▶ EXERCISE MATERIALS
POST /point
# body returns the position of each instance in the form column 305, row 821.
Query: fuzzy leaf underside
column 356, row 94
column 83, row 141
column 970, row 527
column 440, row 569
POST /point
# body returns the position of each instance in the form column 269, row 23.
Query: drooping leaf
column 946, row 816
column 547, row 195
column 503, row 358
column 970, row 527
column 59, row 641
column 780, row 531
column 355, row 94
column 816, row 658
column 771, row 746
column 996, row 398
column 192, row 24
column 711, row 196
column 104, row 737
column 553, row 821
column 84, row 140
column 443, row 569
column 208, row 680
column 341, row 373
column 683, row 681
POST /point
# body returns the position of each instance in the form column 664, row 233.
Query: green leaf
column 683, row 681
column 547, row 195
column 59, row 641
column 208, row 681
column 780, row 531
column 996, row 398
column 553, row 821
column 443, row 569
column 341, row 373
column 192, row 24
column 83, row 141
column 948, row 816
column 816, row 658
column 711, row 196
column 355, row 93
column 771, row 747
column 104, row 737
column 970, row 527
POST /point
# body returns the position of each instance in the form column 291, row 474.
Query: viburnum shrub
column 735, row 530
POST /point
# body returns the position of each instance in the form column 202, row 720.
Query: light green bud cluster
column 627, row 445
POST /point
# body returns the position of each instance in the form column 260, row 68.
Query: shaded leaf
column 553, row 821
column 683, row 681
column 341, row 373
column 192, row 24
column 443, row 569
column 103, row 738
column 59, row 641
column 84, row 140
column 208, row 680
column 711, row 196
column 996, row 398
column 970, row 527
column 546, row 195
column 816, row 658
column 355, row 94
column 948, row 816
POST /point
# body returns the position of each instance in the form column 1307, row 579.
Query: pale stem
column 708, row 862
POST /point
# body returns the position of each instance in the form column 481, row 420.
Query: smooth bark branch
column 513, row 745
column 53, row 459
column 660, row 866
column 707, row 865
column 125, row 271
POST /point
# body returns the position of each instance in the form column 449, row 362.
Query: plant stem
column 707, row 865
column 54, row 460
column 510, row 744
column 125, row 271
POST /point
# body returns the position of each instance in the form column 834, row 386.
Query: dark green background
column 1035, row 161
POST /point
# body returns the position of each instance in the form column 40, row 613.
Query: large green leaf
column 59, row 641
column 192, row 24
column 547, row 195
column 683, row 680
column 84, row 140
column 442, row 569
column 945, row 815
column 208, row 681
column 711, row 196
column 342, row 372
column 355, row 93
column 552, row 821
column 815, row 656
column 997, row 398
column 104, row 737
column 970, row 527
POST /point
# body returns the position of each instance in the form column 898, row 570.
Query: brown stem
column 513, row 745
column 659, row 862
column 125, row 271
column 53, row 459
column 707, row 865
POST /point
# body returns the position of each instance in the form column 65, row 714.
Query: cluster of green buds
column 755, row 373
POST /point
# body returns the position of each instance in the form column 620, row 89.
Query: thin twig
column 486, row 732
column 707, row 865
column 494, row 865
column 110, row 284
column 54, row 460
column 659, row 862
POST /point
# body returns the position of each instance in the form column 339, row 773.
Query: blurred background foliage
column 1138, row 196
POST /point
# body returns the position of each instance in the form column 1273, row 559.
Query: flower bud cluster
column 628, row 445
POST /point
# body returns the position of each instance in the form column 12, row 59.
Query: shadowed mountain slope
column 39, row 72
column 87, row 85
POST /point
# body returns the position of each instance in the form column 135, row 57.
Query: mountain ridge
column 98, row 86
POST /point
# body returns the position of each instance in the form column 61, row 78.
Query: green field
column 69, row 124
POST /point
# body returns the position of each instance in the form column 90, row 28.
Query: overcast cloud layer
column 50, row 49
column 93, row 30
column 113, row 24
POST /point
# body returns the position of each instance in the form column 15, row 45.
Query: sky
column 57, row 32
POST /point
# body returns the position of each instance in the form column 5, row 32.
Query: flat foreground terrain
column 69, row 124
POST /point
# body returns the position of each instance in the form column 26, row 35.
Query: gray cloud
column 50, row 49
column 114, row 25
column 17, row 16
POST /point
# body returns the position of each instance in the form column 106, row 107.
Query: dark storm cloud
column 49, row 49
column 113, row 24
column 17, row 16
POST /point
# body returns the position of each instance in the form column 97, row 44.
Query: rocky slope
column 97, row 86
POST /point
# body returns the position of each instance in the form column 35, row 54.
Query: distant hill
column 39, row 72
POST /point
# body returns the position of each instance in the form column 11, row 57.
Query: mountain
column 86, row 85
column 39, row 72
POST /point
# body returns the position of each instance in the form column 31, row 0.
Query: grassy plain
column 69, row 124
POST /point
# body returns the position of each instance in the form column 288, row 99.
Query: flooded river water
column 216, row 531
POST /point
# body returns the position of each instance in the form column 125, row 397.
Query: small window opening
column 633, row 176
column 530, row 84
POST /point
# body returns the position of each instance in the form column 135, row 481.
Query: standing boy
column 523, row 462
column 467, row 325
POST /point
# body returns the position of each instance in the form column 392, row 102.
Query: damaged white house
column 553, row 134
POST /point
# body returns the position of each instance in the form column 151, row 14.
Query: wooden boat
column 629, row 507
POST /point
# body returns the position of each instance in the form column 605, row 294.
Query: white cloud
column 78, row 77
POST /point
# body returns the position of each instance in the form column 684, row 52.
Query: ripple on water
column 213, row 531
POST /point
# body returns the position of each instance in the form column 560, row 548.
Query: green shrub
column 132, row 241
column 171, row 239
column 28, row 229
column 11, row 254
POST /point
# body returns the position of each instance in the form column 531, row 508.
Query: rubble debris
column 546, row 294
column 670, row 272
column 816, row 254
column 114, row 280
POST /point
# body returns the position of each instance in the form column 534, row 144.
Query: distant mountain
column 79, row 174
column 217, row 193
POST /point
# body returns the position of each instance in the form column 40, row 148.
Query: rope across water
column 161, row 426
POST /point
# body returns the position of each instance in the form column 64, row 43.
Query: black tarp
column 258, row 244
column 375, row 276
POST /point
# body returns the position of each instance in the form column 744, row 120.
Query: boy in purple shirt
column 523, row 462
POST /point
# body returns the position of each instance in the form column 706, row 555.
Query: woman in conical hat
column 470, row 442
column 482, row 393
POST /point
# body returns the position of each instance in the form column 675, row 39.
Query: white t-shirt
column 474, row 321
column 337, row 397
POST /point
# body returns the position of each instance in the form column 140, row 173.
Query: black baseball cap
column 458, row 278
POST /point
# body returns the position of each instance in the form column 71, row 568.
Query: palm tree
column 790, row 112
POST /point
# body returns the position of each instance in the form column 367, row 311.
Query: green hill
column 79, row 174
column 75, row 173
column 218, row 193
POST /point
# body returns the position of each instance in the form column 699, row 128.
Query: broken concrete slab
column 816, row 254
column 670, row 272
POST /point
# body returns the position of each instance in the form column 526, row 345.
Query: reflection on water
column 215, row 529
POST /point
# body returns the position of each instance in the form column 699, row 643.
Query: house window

▶ ASSIGNMENT
The lines above from the one with "140, row 173." through the one with "526, row 345." are to be duplicated exactly, ends included, with nothing added.

▶ ANSWER TO THIS EXERCISE
# body returns the position of each instance in the form column 140, row 173.
Query: black baseball cap
column 458, row 278
POST /point
# body returns the position of each instance in the form column 71, row 568.
Query: palm tree
column 790, row 112
POST /point
# body returns the position of each instance in the form column 367, row 311.
Query: green hill
column 79, row 174
column 75, row 173
column 218, row 193
POST /point
# body returns the position of each instance in the form column 699, row 128.
Query: broken concrete slab
column 816, row 254
column 670, row 272
POST /point
# body returns the position of each instance in the form column 526, row 345.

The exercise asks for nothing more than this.